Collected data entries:
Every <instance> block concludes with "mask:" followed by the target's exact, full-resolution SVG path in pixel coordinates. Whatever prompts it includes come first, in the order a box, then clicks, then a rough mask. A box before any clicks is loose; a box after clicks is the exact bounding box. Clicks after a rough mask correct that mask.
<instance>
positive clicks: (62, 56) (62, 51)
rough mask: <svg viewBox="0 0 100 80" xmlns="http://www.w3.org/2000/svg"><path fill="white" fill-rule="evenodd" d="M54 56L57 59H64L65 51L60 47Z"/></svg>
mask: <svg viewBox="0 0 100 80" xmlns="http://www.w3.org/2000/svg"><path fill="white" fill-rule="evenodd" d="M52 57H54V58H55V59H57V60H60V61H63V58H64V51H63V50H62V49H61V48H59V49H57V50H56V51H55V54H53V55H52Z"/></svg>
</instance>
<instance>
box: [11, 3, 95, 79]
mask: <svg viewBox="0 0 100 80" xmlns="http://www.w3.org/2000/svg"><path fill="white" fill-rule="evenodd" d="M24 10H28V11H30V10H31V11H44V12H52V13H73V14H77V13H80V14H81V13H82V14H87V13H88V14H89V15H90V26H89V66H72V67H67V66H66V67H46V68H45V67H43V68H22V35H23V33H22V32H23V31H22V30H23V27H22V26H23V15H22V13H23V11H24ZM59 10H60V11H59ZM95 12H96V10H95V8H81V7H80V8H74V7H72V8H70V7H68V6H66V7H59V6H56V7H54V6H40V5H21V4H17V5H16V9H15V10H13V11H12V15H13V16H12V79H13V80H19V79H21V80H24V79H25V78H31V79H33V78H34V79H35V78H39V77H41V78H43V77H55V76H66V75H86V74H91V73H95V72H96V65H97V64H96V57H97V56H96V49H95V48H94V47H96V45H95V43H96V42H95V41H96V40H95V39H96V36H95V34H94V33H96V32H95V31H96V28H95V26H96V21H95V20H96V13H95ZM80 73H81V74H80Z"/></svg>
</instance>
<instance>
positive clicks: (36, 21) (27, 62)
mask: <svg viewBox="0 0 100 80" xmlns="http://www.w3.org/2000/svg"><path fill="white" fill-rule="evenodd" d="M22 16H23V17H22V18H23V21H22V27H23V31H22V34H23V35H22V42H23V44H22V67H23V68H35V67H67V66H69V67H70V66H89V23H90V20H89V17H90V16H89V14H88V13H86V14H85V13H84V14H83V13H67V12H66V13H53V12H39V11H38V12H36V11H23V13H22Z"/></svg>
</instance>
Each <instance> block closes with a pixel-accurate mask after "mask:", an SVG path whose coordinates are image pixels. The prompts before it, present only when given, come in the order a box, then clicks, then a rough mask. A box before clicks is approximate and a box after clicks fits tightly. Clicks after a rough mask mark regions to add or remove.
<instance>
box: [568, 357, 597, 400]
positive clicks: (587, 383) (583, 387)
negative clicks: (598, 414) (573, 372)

---

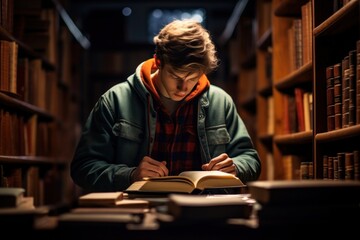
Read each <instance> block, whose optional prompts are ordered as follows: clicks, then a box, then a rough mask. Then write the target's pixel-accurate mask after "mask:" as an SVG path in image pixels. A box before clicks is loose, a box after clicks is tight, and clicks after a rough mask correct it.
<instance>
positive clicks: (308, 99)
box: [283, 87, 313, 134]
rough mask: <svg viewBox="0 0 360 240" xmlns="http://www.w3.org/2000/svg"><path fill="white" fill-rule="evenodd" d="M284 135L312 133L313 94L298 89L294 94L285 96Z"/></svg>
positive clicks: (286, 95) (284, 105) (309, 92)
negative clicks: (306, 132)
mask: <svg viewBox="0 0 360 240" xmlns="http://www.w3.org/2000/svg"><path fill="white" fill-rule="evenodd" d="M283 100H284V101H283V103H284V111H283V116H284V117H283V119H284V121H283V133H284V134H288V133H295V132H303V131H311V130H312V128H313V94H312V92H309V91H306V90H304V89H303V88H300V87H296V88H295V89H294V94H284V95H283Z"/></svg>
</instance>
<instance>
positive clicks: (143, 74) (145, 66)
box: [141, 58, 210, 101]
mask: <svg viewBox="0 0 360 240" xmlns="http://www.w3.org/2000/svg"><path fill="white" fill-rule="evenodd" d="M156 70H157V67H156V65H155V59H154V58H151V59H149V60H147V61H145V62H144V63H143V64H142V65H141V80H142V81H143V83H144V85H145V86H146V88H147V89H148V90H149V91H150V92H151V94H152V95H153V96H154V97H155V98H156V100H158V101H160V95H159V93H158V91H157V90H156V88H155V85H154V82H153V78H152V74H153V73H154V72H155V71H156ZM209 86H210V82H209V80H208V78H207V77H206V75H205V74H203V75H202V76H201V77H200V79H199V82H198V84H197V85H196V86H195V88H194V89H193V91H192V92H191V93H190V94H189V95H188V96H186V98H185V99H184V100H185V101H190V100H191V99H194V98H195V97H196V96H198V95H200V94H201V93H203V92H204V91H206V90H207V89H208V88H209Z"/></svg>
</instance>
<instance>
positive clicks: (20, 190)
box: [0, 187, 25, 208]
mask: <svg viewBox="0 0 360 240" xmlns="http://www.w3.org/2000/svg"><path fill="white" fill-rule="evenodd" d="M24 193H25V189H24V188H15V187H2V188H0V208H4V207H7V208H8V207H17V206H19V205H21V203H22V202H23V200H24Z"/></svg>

# EXERCISE DETAILS
Edit the lines from the line with "Every <instance> block" to the line with "positive clicks: (62, 56) (62, 51)" by replacing "pixel coordinates" with "image coordinates", then give those lines again with nothing else changed.

# WRITTEN REPLY
Every <instance> block concludes with "mask:" followed by the target's exact, full-resolution SVG path in image coordinates. Whatever prompts it includes come first, in the order a box, then clicks, then a rough mask. A box before any clicks is loose; a box after clicks is the exact bounding box. Clicks after a rough mask correct that mask.
<instance>
positive clicks: (62, 56) (62, 51)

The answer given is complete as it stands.